▸ Consigne
D'après le texte choisi ci-dessous, que présente la conclusion de l'article ?

L’article se compose de cinq sections. La première propose un cadre théorique caractérisant les capacités hautement créatives des entreprises. La deuxième détaille la méthode qualitative et le protocole de recueil de données pour les trois LIO étudiés. L’analyse de cas est présentée dans la troisième section. La discussion met en perspective les enrichissements apportés par l’étude de cas à la construction d’un modèle d’analyse des capacités hautement créatives. La conclusion présente les implications managériales et les limites de cette recherche.

Cadre théorique

Cette section présente les compétences et ressources pour développer des capacités hautement créatives. Chaque sous-section identifie les tensions entre contrôle et autonomie pour utiliser ces ressources afin d’accéder, articuler et préserver la redondance des connaissances.

Entrées d'annotation par points:
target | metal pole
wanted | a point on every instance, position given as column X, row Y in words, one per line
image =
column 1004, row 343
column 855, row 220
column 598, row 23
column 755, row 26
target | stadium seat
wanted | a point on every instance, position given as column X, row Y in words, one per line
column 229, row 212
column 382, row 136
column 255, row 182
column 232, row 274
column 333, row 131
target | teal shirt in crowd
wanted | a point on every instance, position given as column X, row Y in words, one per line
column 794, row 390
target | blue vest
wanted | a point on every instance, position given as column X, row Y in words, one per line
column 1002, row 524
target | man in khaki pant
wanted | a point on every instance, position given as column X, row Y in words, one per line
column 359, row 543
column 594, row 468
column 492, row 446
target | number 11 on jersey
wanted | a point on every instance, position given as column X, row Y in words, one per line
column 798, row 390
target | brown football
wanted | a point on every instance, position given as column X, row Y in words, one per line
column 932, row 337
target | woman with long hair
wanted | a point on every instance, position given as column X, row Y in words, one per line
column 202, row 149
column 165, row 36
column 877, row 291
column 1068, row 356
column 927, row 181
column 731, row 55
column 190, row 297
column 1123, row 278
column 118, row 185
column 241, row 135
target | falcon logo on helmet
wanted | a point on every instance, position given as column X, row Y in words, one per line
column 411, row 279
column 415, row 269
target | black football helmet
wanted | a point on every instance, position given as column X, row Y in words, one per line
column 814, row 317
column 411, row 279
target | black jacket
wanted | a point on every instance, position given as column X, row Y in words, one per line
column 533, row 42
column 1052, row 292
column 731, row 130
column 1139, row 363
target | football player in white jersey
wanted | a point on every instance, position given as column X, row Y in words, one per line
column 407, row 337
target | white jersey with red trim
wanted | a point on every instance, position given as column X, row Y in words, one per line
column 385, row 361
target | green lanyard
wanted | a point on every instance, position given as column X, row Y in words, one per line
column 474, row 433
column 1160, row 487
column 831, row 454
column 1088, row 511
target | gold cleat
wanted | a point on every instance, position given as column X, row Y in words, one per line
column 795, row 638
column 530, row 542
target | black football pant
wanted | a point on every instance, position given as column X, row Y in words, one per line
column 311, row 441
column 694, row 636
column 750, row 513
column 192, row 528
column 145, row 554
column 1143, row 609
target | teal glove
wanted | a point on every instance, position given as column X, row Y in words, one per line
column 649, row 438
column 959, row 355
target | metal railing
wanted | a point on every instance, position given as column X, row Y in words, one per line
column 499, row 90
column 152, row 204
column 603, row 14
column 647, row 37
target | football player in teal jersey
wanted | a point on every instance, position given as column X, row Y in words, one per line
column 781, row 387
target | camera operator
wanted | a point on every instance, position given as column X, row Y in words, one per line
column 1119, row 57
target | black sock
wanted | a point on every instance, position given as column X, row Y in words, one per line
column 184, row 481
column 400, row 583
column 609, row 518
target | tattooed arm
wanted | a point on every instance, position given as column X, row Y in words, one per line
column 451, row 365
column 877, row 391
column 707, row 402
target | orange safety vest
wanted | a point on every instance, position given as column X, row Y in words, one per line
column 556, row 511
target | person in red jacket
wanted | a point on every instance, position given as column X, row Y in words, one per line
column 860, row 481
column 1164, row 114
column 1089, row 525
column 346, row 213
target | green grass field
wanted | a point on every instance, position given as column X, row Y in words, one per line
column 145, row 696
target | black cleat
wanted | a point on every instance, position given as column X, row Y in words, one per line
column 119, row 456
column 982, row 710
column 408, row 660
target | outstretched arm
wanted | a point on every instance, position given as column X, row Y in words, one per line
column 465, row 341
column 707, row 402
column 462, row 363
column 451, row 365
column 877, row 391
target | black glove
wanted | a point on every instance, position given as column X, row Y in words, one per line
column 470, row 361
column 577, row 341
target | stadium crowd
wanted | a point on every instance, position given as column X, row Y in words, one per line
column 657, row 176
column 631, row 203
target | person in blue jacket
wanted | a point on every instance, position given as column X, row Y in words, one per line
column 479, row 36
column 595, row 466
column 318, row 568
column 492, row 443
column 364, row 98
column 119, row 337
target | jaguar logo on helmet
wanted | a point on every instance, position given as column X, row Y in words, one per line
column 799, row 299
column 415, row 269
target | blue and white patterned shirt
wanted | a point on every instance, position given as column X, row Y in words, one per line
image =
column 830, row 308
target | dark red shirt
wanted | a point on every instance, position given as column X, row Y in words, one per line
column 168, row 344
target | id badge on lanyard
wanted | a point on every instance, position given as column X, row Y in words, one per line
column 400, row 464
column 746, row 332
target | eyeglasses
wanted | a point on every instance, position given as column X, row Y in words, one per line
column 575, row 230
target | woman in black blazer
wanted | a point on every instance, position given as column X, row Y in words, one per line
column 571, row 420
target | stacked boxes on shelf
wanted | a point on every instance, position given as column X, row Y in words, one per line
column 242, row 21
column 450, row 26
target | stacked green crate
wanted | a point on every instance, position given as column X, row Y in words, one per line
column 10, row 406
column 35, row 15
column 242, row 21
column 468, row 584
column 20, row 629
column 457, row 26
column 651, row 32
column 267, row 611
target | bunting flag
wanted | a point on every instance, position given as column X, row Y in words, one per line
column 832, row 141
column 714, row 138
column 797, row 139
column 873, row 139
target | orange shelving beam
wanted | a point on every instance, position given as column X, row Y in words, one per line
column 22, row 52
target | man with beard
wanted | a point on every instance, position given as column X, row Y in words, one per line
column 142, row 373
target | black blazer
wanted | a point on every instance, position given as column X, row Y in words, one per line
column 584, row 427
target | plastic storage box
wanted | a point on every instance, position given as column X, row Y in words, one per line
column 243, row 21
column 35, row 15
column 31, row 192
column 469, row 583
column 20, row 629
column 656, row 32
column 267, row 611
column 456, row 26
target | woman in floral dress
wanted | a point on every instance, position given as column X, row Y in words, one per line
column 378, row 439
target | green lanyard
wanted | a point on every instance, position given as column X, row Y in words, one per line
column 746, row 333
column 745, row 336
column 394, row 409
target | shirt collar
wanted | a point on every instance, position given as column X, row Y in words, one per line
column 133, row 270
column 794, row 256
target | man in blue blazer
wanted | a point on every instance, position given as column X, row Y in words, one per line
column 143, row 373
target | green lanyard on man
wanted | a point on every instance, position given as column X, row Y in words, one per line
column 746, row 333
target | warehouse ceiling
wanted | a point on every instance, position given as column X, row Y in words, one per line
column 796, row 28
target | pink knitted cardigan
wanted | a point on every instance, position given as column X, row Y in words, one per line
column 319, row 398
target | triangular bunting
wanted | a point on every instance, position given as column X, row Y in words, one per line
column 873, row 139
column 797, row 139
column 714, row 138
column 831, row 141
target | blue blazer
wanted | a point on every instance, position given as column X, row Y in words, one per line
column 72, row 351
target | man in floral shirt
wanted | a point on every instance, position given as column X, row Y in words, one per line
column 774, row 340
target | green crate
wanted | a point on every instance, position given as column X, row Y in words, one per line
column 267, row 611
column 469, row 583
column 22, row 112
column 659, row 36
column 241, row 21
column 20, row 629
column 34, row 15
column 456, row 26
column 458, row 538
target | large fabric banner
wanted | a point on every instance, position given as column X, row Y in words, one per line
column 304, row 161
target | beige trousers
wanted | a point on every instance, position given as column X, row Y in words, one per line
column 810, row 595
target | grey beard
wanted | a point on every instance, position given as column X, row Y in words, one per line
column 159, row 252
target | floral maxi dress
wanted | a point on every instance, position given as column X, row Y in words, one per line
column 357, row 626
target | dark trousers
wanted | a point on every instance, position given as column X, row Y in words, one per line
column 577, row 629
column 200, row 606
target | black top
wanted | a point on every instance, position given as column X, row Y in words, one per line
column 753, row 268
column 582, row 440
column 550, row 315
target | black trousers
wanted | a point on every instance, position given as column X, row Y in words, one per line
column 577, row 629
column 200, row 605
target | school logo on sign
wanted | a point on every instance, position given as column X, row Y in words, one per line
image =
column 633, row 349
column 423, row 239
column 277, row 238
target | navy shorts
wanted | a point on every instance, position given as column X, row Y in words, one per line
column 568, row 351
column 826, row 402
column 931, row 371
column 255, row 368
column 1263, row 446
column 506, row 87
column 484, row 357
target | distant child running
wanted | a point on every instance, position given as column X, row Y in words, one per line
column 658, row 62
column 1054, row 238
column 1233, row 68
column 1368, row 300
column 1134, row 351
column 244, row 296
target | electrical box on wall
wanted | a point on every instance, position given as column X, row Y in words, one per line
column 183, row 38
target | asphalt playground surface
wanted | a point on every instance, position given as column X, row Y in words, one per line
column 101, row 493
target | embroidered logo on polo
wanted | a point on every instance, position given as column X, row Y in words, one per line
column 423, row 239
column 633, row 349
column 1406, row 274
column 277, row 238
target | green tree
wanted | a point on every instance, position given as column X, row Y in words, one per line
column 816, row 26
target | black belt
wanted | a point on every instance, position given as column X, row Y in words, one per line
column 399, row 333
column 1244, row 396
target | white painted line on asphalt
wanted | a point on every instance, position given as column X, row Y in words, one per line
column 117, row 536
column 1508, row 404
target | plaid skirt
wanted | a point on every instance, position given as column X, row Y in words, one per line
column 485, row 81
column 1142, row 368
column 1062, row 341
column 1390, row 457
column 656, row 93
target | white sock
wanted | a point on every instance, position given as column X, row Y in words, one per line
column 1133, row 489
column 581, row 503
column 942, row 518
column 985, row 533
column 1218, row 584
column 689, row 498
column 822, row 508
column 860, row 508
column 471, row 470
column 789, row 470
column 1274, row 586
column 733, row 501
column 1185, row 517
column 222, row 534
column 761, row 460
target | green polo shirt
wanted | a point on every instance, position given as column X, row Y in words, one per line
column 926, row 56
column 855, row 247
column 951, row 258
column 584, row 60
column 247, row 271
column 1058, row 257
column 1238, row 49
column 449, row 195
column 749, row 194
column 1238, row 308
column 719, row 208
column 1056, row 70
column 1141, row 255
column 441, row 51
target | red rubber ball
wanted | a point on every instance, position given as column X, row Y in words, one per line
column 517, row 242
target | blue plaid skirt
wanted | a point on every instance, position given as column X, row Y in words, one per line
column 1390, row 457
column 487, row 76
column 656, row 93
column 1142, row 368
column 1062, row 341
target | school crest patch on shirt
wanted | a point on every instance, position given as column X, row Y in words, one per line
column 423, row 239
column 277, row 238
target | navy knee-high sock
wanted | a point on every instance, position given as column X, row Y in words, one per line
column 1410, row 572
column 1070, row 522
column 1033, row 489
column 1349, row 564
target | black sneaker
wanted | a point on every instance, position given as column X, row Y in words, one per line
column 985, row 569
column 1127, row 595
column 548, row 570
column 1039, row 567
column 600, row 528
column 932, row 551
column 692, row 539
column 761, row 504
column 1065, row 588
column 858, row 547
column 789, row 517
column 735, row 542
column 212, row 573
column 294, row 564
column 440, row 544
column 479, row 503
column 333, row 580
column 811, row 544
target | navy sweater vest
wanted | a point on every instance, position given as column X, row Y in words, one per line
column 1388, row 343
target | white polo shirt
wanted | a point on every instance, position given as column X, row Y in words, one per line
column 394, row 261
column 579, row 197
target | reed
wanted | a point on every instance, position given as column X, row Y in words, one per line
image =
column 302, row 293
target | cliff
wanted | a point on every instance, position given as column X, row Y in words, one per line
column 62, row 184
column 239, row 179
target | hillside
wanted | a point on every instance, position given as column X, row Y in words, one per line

▸ Réponse attendue
Elle présente les implications managériales et les limites de cette recherche.